# Bilingual Proficiency Effects on Word Recall and Recognition

**Authors:** Yaqi Wang, Kai Yang, Simin Zhou, Hao Zhang, Tinghui Ma, Xiujuan Shi, Wen Ma

PMC · DOI: 10.3390/bs15040437 · Behavioral Sciences · 2025-03-28

## TL;DR

This study explores how bilingual proficiency affects memory tasks, showing better word recognition in a second language for Chinese–English bilinguals.

## Contribution

The study introduces a new framework to explain L2 memory advantages based on cognitive efficiency and retrieval cues.

## Key findings

- Bilinguals showed an L2 advantage in word recognition with higher hit rates and lower false alarms.
- Removing retrieval cues eliminated the L2 advantage and increased false recall for L1 words.
- A level-based cognitive efficiency framework was proposed to explain the dissociation between recall and recognition tasks.
....
§ **REQUIREMENT 1**: In the bilingual memory summary, what two effects followed the removal of retrieval cues?
§ **REQUIREMENT 2**: Condense the paragraph of the bilingual memory summary that opens with "This study explores" into a shorter version that keeps its main facts.
§ **REQUIREMENT 3**: Set down word for word the portion of the bilingual memory summary starting with "This study explores" and going on through "for Chinese–English bilinguals.".

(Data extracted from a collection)
....
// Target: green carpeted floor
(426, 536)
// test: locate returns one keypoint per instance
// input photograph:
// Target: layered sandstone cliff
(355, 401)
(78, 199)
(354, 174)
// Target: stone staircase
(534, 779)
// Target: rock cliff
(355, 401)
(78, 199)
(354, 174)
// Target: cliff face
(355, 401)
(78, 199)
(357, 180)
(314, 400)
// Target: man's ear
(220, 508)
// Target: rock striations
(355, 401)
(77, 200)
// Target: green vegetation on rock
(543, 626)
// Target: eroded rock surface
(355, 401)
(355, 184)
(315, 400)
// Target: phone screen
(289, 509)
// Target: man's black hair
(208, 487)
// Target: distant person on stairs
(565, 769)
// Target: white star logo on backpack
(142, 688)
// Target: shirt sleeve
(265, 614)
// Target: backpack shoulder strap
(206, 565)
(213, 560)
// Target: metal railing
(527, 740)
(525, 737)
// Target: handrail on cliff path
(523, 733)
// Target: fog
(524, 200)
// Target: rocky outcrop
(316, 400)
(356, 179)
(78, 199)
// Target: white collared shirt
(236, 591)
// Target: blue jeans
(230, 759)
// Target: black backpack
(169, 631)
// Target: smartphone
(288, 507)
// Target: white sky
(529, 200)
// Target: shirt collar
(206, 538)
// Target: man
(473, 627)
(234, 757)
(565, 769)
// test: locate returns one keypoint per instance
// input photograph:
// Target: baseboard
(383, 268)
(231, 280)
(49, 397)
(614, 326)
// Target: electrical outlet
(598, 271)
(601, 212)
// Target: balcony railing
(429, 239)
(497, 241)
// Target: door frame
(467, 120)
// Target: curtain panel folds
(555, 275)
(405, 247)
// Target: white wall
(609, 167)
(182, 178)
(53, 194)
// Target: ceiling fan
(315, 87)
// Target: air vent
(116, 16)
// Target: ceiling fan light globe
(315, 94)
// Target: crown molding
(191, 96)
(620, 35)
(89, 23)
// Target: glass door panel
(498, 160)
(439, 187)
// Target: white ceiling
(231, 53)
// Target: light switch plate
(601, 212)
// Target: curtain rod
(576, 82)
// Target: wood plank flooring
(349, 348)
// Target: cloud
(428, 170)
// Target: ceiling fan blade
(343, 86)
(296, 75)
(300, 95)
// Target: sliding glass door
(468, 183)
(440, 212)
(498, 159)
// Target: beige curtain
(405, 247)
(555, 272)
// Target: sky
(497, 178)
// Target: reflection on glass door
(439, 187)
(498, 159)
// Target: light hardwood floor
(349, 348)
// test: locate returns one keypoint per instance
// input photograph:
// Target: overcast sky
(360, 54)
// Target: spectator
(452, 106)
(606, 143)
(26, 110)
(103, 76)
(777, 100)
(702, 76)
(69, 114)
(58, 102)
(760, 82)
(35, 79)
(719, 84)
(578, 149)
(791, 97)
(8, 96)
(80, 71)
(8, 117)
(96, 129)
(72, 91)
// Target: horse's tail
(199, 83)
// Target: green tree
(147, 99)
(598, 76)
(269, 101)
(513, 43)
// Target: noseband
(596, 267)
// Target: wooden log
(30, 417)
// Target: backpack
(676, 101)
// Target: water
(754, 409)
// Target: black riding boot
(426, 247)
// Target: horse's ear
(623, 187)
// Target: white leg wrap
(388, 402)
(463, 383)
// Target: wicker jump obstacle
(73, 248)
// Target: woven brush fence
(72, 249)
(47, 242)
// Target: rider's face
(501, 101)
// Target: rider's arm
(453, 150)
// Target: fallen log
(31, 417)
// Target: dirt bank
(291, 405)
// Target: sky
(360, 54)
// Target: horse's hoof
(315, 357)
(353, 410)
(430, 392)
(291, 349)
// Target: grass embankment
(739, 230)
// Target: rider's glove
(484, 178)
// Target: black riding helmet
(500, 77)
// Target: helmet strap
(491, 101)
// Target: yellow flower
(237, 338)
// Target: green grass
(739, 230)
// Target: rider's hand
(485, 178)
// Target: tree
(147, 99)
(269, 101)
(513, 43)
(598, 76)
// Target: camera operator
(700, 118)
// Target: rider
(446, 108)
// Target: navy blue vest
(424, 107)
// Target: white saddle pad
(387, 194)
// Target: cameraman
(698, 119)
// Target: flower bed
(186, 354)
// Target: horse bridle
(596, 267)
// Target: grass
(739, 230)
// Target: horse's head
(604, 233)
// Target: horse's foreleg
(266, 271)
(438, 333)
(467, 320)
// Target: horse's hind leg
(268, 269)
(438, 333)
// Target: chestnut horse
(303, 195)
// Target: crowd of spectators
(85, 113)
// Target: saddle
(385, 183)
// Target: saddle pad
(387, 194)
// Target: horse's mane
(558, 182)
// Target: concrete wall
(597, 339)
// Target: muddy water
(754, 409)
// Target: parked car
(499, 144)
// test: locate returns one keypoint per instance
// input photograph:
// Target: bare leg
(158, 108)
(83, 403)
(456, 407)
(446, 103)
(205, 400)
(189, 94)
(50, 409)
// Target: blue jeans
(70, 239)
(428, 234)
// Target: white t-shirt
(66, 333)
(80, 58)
....
§ **WRITTEN ANSWER 1**: The L2 advantage disappeared and false recall of L1 words increased.

§ **WRITTEN ANSWER 2**: The study examines how bilingual proficiency affects memory and finds that Chinese–English bilinguals recognize words better in their second language.

§ **WRITTEN ANSWER 3**:
This study explores how bilingual proficiency affects memory tasks, showing better word recognition in a second language for Chinese–English bilinguals.